▸ 本文抜粋
____

●『夢を語る』以上に『実行すること』
―― 続きまして、イーロン・マスクの言葉を見ていきたいと思います。
まずは、「求められるのは『夢を語る』以上に『実行すること』」だというところですね。
桑原 はい。
―― いくつか言葉がございますが、1つ目は「あなたが会社をつくるつもりなら、最初にやってみるべきことは、実際に動く試作品をつくることです」。
桑原 これは例えばトヨタなどでもよく言っていますが、アイデアがあったらモノをつくってみなさいと。モノづくりにおいては一番大事なことです。自分がすごいアイデアを持っているのに、それを誰も分かってくれない、みんなが協力してくれない、という思い、不満を持っているビジネスパーソンの方は多いかもしれませんが、マスクのやり方は、ロケットにしても車にしても、語るだけではありません。
マスクは非常にITに強い人なので、パソコン画面上で何でもつくれるし、何でも動かせると言っています。しかし、「それではダメだ。人を感動させるのは動く試作品なのだ」と。

____

▸ 記述問題 A
本文抜粋の「まずは、「求められるのは『夢」から始まり「も、語るだけではありません。」で終わる部分を、「試作品」を「プロトタイプ」に置き換えて書き改めてください。
▸ 記述問題 B
本文抜粋で桑原氏は、アイデアがあったらモノをつくってみなさいとよく言っている会社の例として、どこを挙げているか。
資料はこの作業に一切関係しない。

▸ 提供資料
____

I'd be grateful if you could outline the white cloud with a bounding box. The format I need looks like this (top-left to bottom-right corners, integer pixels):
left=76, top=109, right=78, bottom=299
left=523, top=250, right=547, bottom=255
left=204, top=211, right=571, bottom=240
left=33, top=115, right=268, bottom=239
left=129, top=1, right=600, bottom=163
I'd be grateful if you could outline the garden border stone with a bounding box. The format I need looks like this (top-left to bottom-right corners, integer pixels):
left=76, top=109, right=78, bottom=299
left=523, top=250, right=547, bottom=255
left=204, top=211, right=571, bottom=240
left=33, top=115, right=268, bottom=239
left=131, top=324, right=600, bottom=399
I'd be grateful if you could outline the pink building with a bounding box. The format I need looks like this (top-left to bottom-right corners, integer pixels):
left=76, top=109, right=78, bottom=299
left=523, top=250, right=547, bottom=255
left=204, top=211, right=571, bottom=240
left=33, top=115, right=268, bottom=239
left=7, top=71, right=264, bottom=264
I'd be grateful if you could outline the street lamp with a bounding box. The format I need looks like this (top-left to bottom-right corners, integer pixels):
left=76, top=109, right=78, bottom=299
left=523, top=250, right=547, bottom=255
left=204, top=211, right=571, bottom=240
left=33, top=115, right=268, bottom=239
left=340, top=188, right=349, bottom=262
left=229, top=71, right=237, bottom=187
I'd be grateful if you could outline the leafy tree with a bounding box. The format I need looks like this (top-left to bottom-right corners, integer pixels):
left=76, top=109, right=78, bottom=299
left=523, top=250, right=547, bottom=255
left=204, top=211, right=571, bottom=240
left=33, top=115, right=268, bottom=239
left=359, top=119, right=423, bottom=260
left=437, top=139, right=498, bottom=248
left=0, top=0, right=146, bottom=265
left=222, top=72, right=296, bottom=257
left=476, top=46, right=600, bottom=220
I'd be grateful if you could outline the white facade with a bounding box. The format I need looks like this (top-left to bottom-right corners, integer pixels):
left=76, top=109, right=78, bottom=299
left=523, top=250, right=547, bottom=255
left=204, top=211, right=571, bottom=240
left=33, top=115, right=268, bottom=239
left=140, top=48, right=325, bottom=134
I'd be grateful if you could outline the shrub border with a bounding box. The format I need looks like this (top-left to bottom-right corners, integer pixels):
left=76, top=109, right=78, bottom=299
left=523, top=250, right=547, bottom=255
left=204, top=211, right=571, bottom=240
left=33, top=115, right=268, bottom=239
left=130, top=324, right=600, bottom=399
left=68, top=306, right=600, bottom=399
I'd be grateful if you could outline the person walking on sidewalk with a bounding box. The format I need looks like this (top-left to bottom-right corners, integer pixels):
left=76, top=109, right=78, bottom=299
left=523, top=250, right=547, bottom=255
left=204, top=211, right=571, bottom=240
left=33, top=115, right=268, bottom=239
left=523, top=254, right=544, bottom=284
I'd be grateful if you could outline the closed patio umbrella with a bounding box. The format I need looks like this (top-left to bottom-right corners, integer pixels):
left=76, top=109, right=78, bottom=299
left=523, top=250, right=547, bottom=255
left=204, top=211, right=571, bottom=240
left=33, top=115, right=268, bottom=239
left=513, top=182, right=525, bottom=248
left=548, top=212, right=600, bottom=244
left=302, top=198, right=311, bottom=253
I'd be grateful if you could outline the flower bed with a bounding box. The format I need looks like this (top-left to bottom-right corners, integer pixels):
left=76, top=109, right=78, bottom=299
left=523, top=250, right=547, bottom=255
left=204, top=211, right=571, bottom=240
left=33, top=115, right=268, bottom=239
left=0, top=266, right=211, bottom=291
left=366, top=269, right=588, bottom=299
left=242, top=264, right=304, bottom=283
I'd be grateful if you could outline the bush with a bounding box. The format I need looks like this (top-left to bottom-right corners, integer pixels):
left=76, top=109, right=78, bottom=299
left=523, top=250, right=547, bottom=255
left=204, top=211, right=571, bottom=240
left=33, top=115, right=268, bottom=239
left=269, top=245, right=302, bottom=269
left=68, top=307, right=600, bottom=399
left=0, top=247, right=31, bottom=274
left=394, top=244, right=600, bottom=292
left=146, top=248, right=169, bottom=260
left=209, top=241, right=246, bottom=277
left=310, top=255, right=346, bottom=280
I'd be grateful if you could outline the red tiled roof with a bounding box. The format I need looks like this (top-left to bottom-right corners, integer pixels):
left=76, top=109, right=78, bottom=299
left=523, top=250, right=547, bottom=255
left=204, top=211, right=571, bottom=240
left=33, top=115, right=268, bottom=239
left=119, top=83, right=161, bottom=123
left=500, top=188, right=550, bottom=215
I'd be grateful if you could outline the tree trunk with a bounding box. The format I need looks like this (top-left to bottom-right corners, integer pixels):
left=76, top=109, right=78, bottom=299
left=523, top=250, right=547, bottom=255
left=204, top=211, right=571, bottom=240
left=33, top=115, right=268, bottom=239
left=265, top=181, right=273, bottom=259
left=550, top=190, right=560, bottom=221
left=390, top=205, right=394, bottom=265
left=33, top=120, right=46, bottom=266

____

▸ 解答 A
まずは、「求められるのは『夢を語る』以上に『実行すること』」だというところですね。
桑原 はい。
―― いくつか言葉がございますが、1つ目は「あなたが会社をつくるつもりなら、最初にやってみるべきことは、実際に動くプロトタイプをつくることです」。
桑原 これは例えばトヨタなどでもよく言っていますが、アイデアがあったらモノをつくってみなさいと。モノづくりにおいては一番大事なことです。自分がすごいアイデアを持っているのに、それを誰も分かってくれない、みんなが協力してくれない、という思い、不満を持っているビジネスパーソンの方は多いかもしれませんが、マスクのやり方は、ロケットにしても車にしても、語るだけではありません。

▸ 解答 B
トヨタ